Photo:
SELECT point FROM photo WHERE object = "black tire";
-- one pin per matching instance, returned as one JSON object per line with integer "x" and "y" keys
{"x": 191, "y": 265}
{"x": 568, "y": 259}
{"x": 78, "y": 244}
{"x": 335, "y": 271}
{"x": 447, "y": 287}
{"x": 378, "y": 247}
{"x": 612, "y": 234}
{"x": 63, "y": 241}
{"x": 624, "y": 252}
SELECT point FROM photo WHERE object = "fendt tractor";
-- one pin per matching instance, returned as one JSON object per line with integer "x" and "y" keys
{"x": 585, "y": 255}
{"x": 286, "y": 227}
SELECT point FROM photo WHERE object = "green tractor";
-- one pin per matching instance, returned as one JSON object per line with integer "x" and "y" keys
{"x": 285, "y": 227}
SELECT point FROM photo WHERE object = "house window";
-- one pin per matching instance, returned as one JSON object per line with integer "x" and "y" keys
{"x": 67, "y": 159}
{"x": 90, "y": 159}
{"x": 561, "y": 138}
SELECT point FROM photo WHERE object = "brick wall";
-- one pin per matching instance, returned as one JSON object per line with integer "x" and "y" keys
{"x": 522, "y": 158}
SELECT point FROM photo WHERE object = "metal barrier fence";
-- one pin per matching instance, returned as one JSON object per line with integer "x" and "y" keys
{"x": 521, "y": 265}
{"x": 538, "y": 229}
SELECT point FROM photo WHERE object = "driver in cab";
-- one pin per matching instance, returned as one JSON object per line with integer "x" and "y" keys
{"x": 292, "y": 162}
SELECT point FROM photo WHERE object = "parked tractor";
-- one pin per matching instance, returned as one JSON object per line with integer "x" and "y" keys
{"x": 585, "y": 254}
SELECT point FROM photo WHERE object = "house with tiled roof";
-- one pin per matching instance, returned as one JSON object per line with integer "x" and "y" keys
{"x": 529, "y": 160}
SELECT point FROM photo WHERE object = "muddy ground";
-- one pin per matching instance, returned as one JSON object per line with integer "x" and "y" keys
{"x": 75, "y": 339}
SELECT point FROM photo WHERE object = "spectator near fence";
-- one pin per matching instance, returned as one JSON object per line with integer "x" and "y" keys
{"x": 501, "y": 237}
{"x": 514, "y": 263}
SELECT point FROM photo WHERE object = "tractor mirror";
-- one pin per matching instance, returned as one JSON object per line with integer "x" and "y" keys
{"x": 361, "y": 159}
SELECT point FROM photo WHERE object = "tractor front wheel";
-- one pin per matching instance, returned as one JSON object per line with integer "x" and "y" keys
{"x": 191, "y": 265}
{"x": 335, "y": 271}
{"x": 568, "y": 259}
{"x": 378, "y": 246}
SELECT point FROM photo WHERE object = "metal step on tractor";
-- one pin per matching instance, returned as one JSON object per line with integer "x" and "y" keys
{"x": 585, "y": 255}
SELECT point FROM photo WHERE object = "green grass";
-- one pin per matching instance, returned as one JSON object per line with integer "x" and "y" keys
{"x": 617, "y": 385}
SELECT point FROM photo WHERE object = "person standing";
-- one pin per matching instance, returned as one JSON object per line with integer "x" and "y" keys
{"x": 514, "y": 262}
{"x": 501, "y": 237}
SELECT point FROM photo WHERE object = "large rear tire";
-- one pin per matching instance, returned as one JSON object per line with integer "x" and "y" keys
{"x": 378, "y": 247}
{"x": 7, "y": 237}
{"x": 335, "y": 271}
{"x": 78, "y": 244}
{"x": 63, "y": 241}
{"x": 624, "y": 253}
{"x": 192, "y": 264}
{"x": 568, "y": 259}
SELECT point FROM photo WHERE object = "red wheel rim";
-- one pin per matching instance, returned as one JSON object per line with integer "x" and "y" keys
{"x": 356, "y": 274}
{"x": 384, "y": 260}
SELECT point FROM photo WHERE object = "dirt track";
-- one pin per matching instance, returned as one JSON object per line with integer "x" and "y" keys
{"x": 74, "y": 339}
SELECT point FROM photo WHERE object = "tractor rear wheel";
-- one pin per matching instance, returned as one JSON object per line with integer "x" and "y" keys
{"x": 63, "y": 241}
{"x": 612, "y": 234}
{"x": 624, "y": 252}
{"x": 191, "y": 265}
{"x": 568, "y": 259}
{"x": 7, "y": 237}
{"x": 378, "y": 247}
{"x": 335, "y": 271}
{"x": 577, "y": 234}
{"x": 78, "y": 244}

# [Try it]
When you reach the end of the listing, print it again in full, exactly as given.

# [Exercise response]
Photo:
SELECT point FROM photo WHERE object = "black tire";
-- one pin per matching instance, returned as one JSON object per line with integer "x" and "y" keys
{"x": 191, "y": 265}
{"x": 568, "y": 259}
{"x": 78, "y": 244}
{"x": 335, "y": 271}
{"x": 447, "y": 287}
{"x": 378, "y": 247}
{"x": 612, "y": 234}
{"x": 63, "y": 241}
{"x": 624, "y": 252}
SELECT point FROM photo WHERE object = "fendt tractor";
-- one pin per matching instance, returned as one JSON object per line with integer "x" and "y" keys
{"x": 585, "y": 255}
{"x": 286, "y": 227}
SELECT point FROM photo WHERE object = "green tractor";
-- one pin per matching instance, returned as one JSON object per line with integer "x" and "y" keys
{"x": 285, "y": 227}
SELECT point FROM photo WHERE object = "house window";
-- one pin per matching instance, returned as one JSON object per line with integer "x" and "y" keys
{"x": 67, "y": 159}
{"x": 90, "y": 159}
{"x": 561, "y": 138}
SELECT point FROM photo WHERE object = "brick wall";
-- one pin per matching instance, returned as one JSON object per line with integer "x" and "y" keys
{"x": 522, "y": 158}
SELECT point FROM photo WHERE object = "metal barrier fence";
-- one pin per matching instance, returned as one JSON object per line with integer "x" and "y" keys
{"x": 521, "y": 265}
{"x": 538, "y": 229}
SELECT point FROM photo WHERE object = "driver in cab";
-- one pin per matching instance, returned as one JSON object per line with integer "x" and "y" keys
{"x": 292, "y": 162}
SELECT point FROM photo WHERE object = "parked tractor";
-- one pin per matching instance, returned as one JSON object per line with integer "x" and "y" keys
{"x": 585, "y": 254}
SELECT point FROM photo WHERE object = "house with tiled roof";
-- one pin per matching instance, returned as one JSON object per line with integer "x" and "y" keys
{"x": 529, "y": 160}
SELECT point FROM photo WHERE object = "muddy ground";
-- one pin per matching instance, returned as one JSON object per line with integer "x" and "y" keys
{"x": 75, "y": 339}
SELECT point FROM photo WHERE object = "spectator near fence";
-- one pin per matching instance, returned as one JSON object per line with integer "x" and "y" keys
{"x": 501, "y": 237}
{"x": 514, "y": 263}
SELECT point FROM photo WHERE object = "tractor mirror";
-- one pin per matching instance, returned as one JSON object per line with integer "x" and "y" keys
{"x": 361, "y": 159}
SELECT point FROM photo WHERE object = "tractor front wheel";
-- one pin per matching instance, returned as one JSON object per line with integer "x" and "y" keys
{"x": 191, "y": 265}
{"x": 335, "y": 271}
{"x": 568, "y": 259}
{"x": 378, "y": 246}
SELECT point FROM photo WHERE object = "metal step on tractor";
-- one pin per matching instance, returned as one JSON object per line with integer "x" and "y" keys
{"x": 585, "y": 255}
SELECT point FROM photo WHERE object = "green grass";
-- one pin per matching instance, returned as one JSON object per line with integer "x" and "y" keys
{"x": 617, "y": 385}
SELECT point FROM photo WHERE object = "person standing";
-- one pin per matching instance, returned as one JSON object per line with integer "x" and "y" keys
{"x": 514, "y": 262}
{"x": 501, "y": 237}
SELECT point FROM photo WHERE object = "large rear tire";
-- one pin per matching instance, returned as one JSON object per line with integer "x" and "y" keys
{"x": 378, "y": 247}
{"x": 7, "y": 237}
{"x": 335, "y": 271}
{"x": 78, "y": 244}
{"x": 63, "y": 241}
{"x": 624, "y": 253}
{"x": 192, "y": 264}
{"x": 568, "y": 259}
SELECT point FROM photo WHERE object = "red wheel rim";
-- one pin per matching instance, returned as one JSON object per line with integer "x" and "y" keys
{"x": 356, "y": 274}
{"x": 384, "y": 260}
SELECT point FROM photo WHERE object = "dirt track";
-- one pin per matching instance, returned as one JSON object per line with integer "x" and "y" keys
{"x": 74, "y": 339}
SELECT point FROM photo WHERE object = "tractor rear wheel";
-- one pin per matching instance, returned as one JSON object per line with integer "x" and "y" keys
{"x": 63, "y": 241}
{"x": 612, "y": 234}
{"x": 624, "y": 252}
{"x": 191, "y": 265}
{"x": 568, "y": 259}
{"x": 7, "y": 237}
{"x": 378, "y": 247}
{"x": 335, "y": 271}
{"x": 577, "y": 234}
{"x": 78, "y": 244}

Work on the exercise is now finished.